*Your objective*. Keep only the lines that hold the string "mask", filtering out the rest of the entries below.

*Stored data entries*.
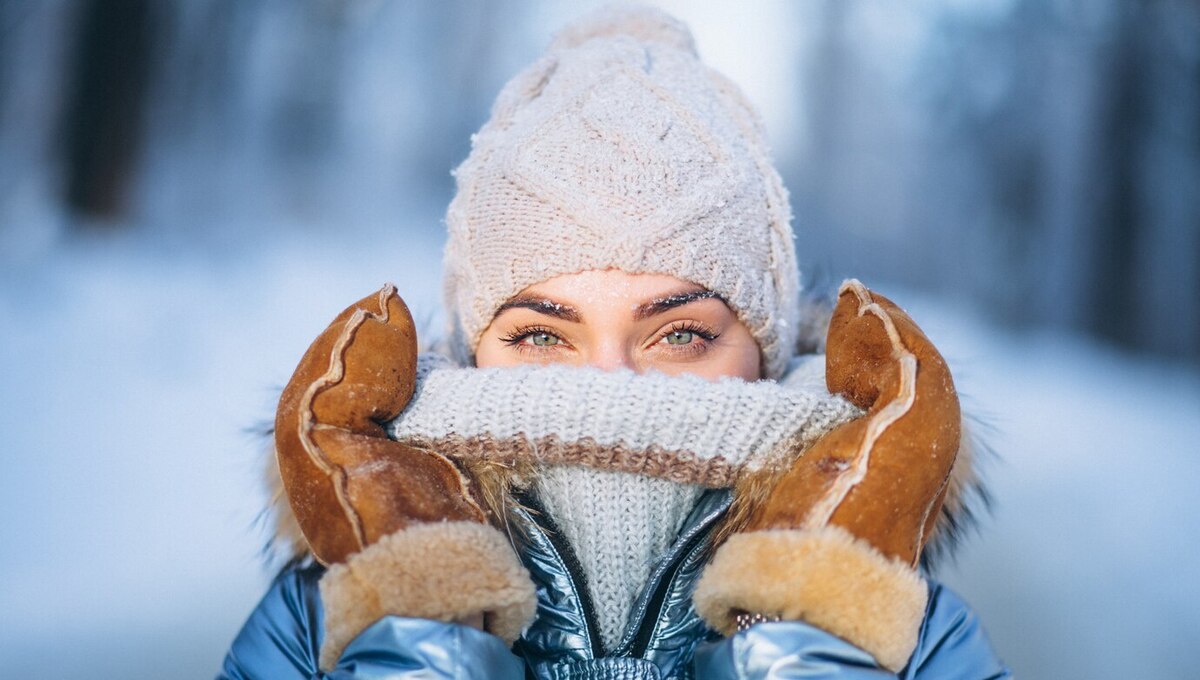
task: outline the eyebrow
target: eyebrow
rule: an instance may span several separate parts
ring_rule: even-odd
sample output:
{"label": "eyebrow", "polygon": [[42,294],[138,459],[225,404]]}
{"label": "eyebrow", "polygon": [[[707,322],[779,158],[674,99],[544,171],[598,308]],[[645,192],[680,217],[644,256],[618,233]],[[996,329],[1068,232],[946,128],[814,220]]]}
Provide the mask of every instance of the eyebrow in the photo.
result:
{"label": "eyebrow", "polygon": [[708,300],[710,298],[716,298],[721,302],[725,302],[725,298],[706,288],[684,290],[638,305],[633,310],[633,320],[641,321],[647,317],[662,314],[669,309],[675,309],[676,307],[682,307],[697,300]]}
{"label": "eyebrow", "polygon": [[[647,319],[651,316],[662,314],[667,310],[691,304],[697,300],[708,300],[713,298],[720,300],[721,302],[725,302],[725,298],[706,288],[696,288],[691,290],[682,290],[677,293],[671,293],[670,295],[655,298],[649,302],[643,302],[635,307],[633,310],[633,320],[642,321],[643,319]],[[583,321],[583,315],[579,313],[579,310],[575,309],[571,305],[563,304],[562,302],[551,300],[550,298],[533,297],[528,295],[518,296],[500,305],[500,308],[496,310],[495,316],[500,316],[500,314],[504,313],[504,311],[508,309],[529,309],[538,312],[539,314],[545,314],[546,316],[552,316],[556,319],[562,319],[572,323],[580,323]]]}
{"label": "eyebrow", "polygon": [[583,317],[579,314],[579,310],[571,305],[564,305],[550,298],[518,296],[500,305],[500,308],[496,310],[495,316],[500,316],[506,309],[531,309],[539,314],[545,314],[572,323],[579,323],[583,320]]}

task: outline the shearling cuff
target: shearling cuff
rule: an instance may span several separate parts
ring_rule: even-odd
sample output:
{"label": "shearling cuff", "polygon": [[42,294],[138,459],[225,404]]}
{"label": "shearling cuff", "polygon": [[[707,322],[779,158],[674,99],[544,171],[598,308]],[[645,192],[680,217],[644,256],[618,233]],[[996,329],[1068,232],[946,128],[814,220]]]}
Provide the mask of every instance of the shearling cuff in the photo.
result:
{"label": "shearling cuff", "polygon": [[346,645],[387,615],[456,621],[484,614],[488,632],[512,644],[533,620],[537,595],[504,535],[476,522],[417,524],[385,536],[321,578],[331,670]]}
{"label": "shearling cuff", "polygon": [[898,672],[916,648],[929,591],[907,564],[826,526],[733,535],[693,598],[700,616],[724,635],[736,632],[738,612],[803,620]]}

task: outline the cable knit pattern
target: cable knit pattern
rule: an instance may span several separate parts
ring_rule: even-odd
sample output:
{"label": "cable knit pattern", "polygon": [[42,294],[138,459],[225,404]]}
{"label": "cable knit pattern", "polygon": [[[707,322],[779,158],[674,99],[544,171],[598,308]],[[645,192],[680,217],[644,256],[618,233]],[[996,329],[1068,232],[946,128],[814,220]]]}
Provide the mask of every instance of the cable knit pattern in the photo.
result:
{"label": "cable knit pattern", "polygon": [[417,362],[394,439],[458,459],[533,459],[706,487],[786,465],[789,453],[860,411],[813,380],[824,357],[775,382],[638,375],[567,366],[459,368]]}
{"label": "cable knit pattern", "polygon": [[609,9],[500,93],[455,173],[445,296],[457,358],[506,300],[598,269],[718,293],[778,378],[795,346],[791,212],[757,114],[679,21]]}

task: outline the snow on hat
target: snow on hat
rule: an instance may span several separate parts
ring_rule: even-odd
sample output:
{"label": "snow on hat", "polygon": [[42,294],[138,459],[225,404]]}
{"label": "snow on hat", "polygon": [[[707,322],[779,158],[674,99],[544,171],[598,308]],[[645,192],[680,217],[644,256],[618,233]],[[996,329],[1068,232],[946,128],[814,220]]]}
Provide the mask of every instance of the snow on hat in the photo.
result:
{"label": "snow on hat", "polygon": [[526,287],[615,268],[716,292],[766,376],[783,373],[799,314],[787,193],[757,114],[677,19],[610,7],[564,28],[455,175],[444,269],[460,359]]}

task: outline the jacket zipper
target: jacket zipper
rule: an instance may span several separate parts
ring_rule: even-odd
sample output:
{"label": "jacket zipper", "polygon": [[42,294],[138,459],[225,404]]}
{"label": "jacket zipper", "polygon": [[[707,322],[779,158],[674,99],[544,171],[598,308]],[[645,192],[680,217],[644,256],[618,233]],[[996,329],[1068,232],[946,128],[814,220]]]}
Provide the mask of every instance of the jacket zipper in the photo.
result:
{"label": "jacket zipper", "polygon": [[[712,494],[715,492],[709,491],[708,493]],[[699,503],[705,503],[705,498],[702,497]],[[725,515],[730,504],[731,497],[726,495],[724,499],[718,500],[708,509],[706,517],[697,525],[691,527],[691,535],[686,538],[682,547],[674,551],[675,559],[672,561],[670,568],[654,584],[654,595],[647,602],[645,609],[642,610],[642,616],[637,624],[637,634],[628,643],[628,649],[623,655],[638,658],[645,657],[646,649],[650,646],[650,641],[654,638],[655,629],[658,627],[659,618],[662,616],[663,604],[666,601],[667,594],[675,589],[679,570],[685,564],[691,562],[692,556],[695,555],[698,549],[704,548],[708,542],[708,537],[712,534],[721,517]],[[650,584],[646,585],[649,586]]]}
{"label": "jacket zipper", "polygon": [[597,659],[604,656],[604,645],[600,640],[600,628],[596,618],[595,605],[592,603],[591,591],[588,590],[587,575],[583,571],[583,565],[579,563],[579,558],[575,555],[575,549],[563,538],[558,525],[554,523],[545,507],[533,494],[517,493],[516,500],[520,505],[533,511],[529,513],[529,518],[533,520],[546,540],[550,541],[550,545],[558,553],[563,568],[566,569],[567,578],[575,586],[575,592],[579,595],[579,607],[583,610],[583,623],[587,628],[588,643],[592,647],[592,658]]}
{"label": "jacket zipper", "polygon": [[637,637],[634,638],[633,644],[630,645],[629,656],[638,658],[645,656],[646,649],[650,646],[650,640],[654,638],[654,631],[658,627],[659,618],[662,616],[663,603],[667,599],[667,594],[675,589],[675,581],[679,575],[679,570],[689,561],[695,553],[697,546],[708,539],[711,531],[712,525],[709,525],[688,539],[684,544],[683,550],[680,551],[679,559],[676,560],[671,570],[664,574],[663,578],[658,582],[654,591],[654,597],[650,599],[642,620],[638,624]]}

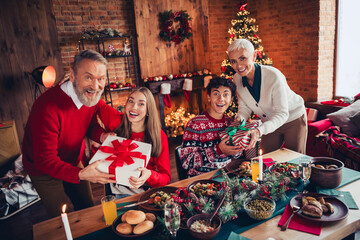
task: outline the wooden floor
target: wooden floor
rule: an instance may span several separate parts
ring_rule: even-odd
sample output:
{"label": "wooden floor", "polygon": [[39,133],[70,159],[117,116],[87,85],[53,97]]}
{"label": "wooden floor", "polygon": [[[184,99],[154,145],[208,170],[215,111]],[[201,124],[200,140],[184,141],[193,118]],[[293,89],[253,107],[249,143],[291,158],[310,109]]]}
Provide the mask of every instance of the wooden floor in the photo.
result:
{"label": "wooden floor", "polygon": [[[178,180],[175,163],[175,148],[180,144],[180,137],[169,139],[171,182],[176,182]],[[102,184],[91,184],[91,186],[94,202],[95,204],[100,204],[100,199],[104,196],[104,186]],[[69,209],[71,211],[72,207],[69,207]],[[6,220],[0,220],[0,239],[33,239],[32,225],[47,219],[46,210],[41,201],[39,201]]]}

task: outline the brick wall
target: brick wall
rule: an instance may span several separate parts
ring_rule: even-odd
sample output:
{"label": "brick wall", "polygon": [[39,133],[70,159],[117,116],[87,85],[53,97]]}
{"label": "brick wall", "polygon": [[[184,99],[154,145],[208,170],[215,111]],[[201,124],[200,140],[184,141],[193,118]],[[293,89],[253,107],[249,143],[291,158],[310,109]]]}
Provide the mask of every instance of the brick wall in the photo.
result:
{"label": "brick wall", "polygon": [[[211,52],[208,68],[220,74],[229,40],[227,31],[239,6],[233,0],[208,2]],[[287,77],[290,87],[306,101],[333,96],[335,2],[248,0],[246,8],[259,26],[265,53]],[[53,0],[53,9],[65,70],[78,52],[77,40],[82,31],[111,27],[133,35],[136,32],[132,0]],[[112,59],[109,62],[110,79],[123,78],[124,64]]]}
{"label": "brick wall", "polygon": [[[306,101],[332,98],[333,64],[330,62],[334,52],[335,0],[247,2],[246,9],[259,26],[265,53],[273,60],[273,66],[284,73],[291,89]],[[227,31],[239,10],[237,4],[210,1],[211,69],[216,74],[220,74],[221,62],[226,57]]]}
{"label": "brick wall", "polygon": [[[73,57],[79,52],[78,40],[83,31],[113,28],[134,36],[136,27],[133,5],[132,0],[53,0],[65,71],[68,72]],[[112,40],[105,43],[105,50],[108,50],[109,44],[119,50],[123,48],[123,41]],[[85,48],[96,50],[96,44],[86,44]],[[111,81],[123,81],[129,77],[125,72],[124,60],[125,58],[108,59]],[[134,74],[134,69],[132,73]]]}

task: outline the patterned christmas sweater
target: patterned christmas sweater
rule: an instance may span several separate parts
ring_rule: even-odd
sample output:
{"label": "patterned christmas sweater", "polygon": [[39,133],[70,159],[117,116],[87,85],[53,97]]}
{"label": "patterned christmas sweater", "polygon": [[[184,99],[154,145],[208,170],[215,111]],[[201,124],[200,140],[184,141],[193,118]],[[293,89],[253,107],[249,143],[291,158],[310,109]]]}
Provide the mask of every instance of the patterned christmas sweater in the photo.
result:
{"label": "patterned christmas sweater", "polygon": [[219,132],[223,131],[232,118],[224,115],[214,119],[207,112],[191,119],[186,125],[180,152],[182,167],[187,175],[195,176],[225,167],[231,156],[223,154],[219,148]]}

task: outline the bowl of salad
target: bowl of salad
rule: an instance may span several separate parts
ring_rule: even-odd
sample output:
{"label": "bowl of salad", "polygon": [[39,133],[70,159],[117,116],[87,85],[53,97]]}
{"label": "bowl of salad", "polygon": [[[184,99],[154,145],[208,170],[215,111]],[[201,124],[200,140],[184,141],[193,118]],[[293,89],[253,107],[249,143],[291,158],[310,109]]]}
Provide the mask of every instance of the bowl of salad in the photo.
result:
{"label": "bowl of salad", "polygon": [[187,186],[189,193],[194,193],[197,197],[211,197],[220,189],[220,183],[214,180],[198,180]]}
{"label": "bowl of salad", "polygon": [[300,178],[299,177],[299,166],[295,163],[275,163],[269,167],[269,172],[273,174],[286,175],[291,178]]}

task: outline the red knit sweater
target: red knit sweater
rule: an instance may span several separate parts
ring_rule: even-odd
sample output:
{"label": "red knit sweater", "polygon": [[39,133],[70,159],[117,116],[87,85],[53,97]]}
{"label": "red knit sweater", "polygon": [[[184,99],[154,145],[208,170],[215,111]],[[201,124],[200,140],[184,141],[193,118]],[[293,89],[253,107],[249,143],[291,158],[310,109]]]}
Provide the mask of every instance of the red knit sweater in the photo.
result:
{"label": "red knit sweater", "polygon": [[79,154],[85,135],[99,142],[104,130],[95,113],[102,100],[77,109],[60,86],[47,90],[34,103],[22,145],[24,168],[30,175],[49,175],[79,183]]}
{"label": "red knit sweater", "polygon": [[[104,123],[107,131],[115,131],[120,125],[122,116],[121,112],[116,111],[108,105],[102,105],[99,108],[99,117]],[[135,141],[144,142],[144,132],[132,133],[131,138]],[[161,130],[161,153],[159,157],[150,157],[149,163],[146,167],[151,170],[151,176],[146,181],[151,187],[165,186],[170,183],[170,159],[169,159],[169,145],[168,139],[164,131]]]}

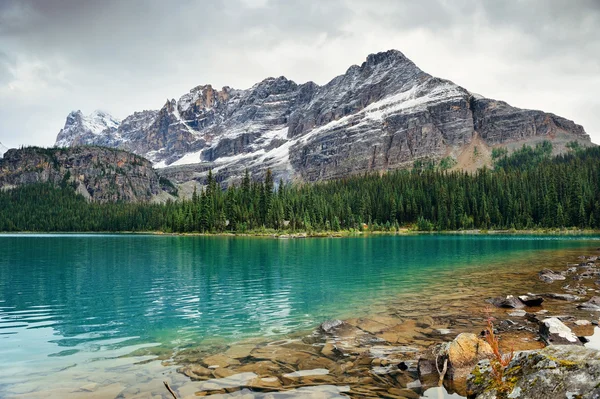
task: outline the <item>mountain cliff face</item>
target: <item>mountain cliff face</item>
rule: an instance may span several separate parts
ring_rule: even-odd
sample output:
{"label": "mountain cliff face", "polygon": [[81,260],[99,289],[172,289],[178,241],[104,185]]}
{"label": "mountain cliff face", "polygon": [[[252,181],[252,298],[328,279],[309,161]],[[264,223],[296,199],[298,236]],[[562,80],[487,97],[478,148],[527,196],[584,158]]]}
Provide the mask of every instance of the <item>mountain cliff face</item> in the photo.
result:
{"label": "mountain cliff face", "polygon": [[127,149],[180,182],[209,169],[224,179],[238,177],[245,168],[271,168],[286,180],[330,179],[423,158],[458,158],[474,142],[591,144],[572,121],[474,95],[395,50],[369,55],[324,86],[285,77],[247,90],[198,86],[158,111],[136,112],[121,123],[107,117],[115,123],[104,129],[94,123],[99,131],[76,116],[67,118],[57,146]]}
{"label": "mountain cliff face", "polygon": [[88,200],[98,202],[150,201],[167,192],[148,160],[103,147],[8,150],[0,159],[0,189],[33,183],[72,185]]}

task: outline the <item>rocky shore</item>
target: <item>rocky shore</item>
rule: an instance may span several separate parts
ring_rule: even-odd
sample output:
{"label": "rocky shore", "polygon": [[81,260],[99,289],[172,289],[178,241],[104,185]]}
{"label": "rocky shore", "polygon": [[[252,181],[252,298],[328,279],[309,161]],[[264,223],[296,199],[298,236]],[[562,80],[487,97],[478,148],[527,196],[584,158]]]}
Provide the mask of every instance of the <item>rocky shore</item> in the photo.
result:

*Result*.
Provide the mask of every instance of the eyebrow in the photo.
Provide the mask of every instance of the shearling cuff in the photo.
Provide the mask of every instance of the cable knit pattern in the photo.
Provide the mask of every instance of the snow on hat in the photo.
Provide the mask of every instance of the jacket zipper in the photo.
Provide the mask of every instance of the wooden floor in the photo.
Provide the mask of every instance of the brick wall in the photo.
Provide the mask of every instance of the patterned christmas sweater in the photo.
Provide the mask of every instance of the bowl of salad in the photo.
Provide the mask of every instance of the red knit sweater in the photo.
Provide the mask of every instance of the <item>mountain cliff face</item> in the photo.
Provide the mask of every instance of the <item>rocky shore</item> in the photo.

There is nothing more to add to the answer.